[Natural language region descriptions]
· · · ·

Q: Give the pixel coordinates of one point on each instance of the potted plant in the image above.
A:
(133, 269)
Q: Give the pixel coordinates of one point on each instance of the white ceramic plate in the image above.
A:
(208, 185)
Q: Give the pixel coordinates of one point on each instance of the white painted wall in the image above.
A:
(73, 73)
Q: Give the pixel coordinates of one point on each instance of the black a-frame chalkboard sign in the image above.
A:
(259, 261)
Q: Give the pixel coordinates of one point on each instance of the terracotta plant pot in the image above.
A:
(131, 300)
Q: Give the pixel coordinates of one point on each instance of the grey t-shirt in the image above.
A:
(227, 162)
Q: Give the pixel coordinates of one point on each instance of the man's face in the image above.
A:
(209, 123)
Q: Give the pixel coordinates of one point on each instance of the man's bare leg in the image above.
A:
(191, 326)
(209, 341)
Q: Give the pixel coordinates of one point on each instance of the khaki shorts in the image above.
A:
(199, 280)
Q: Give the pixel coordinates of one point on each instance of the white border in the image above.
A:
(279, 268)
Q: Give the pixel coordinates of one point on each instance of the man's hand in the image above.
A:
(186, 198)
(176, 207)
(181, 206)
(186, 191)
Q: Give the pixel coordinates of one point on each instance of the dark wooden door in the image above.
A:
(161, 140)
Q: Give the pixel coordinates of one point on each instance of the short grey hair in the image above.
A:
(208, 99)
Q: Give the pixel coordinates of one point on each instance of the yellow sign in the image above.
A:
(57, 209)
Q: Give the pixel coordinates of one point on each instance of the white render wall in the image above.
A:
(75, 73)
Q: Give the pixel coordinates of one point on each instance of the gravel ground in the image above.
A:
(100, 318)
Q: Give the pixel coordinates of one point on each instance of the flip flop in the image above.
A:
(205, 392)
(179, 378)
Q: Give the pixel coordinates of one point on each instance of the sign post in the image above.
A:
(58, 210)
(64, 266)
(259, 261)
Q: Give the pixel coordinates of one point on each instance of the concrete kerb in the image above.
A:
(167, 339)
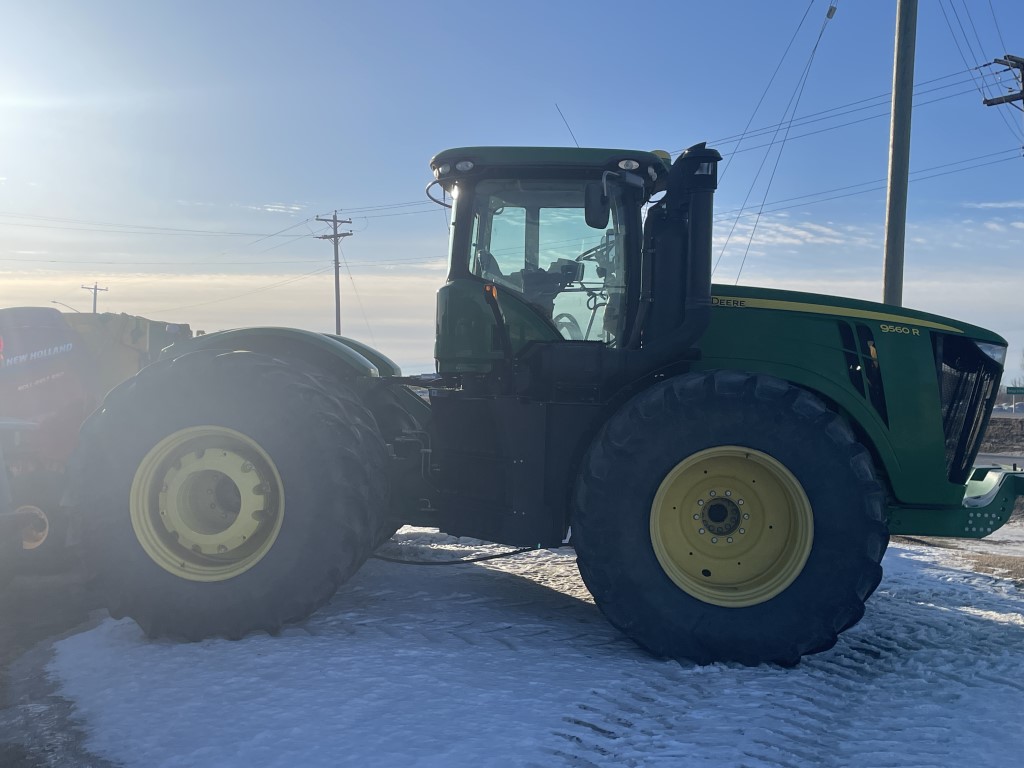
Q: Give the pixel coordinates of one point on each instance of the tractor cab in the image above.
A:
(546, 247)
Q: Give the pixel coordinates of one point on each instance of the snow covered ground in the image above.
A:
(509, 664)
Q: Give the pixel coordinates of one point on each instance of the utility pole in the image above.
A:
(336, 237)
(899, 151)
(95, 291)
(1014, 62)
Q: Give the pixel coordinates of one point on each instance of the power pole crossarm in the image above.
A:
(95, 291)
(336, 237)
(1014, 62)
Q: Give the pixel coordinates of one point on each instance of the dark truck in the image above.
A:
(54, 370)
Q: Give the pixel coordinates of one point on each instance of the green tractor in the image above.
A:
(727, 462)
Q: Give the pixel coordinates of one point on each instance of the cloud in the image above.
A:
(1003, 204)
(278, 207)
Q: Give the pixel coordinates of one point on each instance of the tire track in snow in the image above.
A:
(460, 659)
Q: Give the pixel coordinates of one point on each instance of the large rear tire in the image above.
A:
(727, 517)
(225, 493)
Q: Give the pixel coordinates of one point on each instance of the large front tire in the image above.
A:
(728, 517)
(225, 493)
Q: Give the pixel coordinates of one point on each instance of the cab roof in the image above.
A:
(568, 157)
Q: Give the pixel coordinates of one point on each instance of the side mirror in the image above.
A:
(596, 206)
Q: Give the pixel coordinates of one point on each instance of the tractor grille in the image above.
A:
(969, 381)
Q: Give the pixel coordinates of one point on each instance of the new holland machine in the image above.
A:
(728, 462)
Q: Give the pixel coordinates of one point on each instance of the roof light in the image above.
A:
(996, 351)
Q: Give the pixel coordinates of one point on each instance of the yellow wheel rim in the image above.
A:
(207, 503)
(731, 526)
(35, 526)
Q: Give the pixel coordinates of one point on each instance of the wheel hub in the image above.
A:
(35, 526)
(207, 503)
(731, 526)
(720, 514)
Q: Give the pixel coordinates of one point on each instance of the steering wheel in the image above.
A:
(595, 253)
(567, 326)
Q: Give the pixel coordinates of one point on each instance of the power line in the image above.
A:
(997, 30)
(358, 299)
(767, 87)
(1013, 131)
(817, 117)
(799, 94)
(721, 215)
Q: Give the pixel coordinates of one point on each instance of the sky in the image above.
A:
(178, 154)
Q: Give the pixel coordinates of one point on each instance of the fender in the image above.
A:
(337, 354)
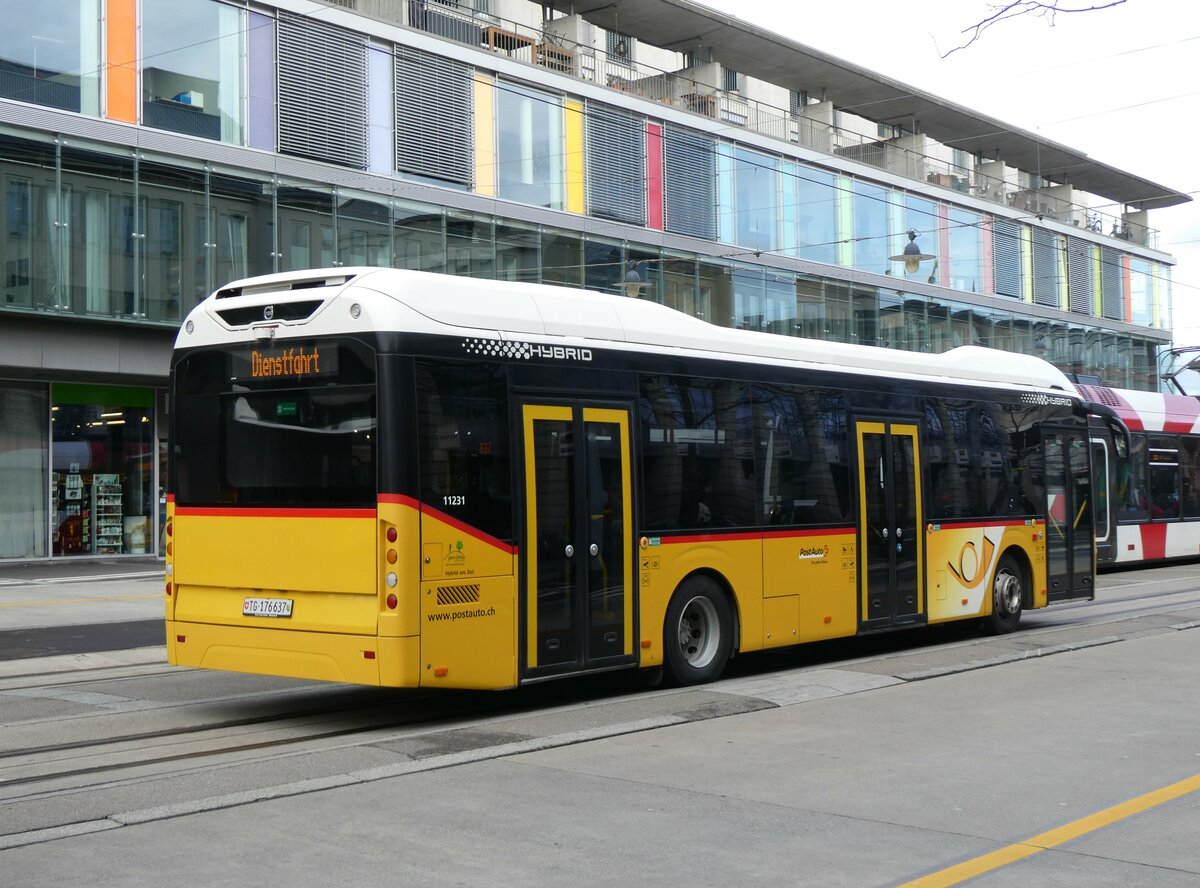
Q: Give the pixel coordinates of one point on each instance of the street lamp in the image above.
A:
(633, 283)
(912, 255)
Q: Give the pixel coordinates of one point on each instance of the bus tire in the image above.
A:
(1007, 597)
(697, 637)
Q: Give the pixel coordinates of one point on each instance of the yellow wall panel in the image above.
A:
(485, 136)
(574, 131)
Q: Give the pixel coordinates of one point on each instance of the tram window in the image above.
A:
(1133, 502)
(699, 466)
(1189, 473)
(1164, 477)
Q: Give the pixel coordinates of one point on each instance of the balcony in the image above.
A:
(810, 126)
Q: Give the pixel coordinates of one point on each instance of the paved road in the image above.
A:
(1061, 756)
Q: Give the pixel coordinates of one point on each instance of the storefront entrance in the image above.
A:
(78, 471)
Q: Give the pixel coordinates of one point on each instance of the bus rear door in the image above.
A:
(1071, 535)
(577, 547)
(889, 526)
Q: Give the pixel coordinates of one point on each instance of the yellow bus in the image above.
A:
(402, 479)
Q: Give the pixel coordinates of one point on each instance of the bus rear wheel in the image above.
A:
(699, 633)
(1007, 597)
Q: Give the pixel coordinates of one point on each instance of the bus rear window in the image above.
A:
(273, 445)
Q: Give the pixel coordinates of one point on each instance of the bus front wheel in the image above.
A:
(1007, 597)
(699, 634)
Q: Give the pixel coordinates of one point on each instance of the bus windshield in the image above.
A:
(280, 441)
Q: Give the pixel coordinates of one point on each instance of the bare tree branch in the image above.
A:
(1043, 9)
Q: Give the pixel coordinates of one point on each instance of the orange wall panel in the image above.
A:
(121, 70)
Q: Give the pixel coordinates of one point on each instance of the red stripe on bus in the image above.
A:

· · · ·

> [ABOUT THIS TASK] Filter the records for lines holding the string "wall". Copy each one.

> [ANSWER TO THE PROBLEM]
Q: Give the pixel coordinates of one point on each instance of the white painted wall in the image above.
Q: Give the pixel coordinates of one point on each instance of the white render wall in the image above.
Q: Give the pixel coordinates of one point on each instance of the yellow wall panel in the image above.
Q: Give the pixel coordinates of one point on each instance of the orange wall panel in the image above.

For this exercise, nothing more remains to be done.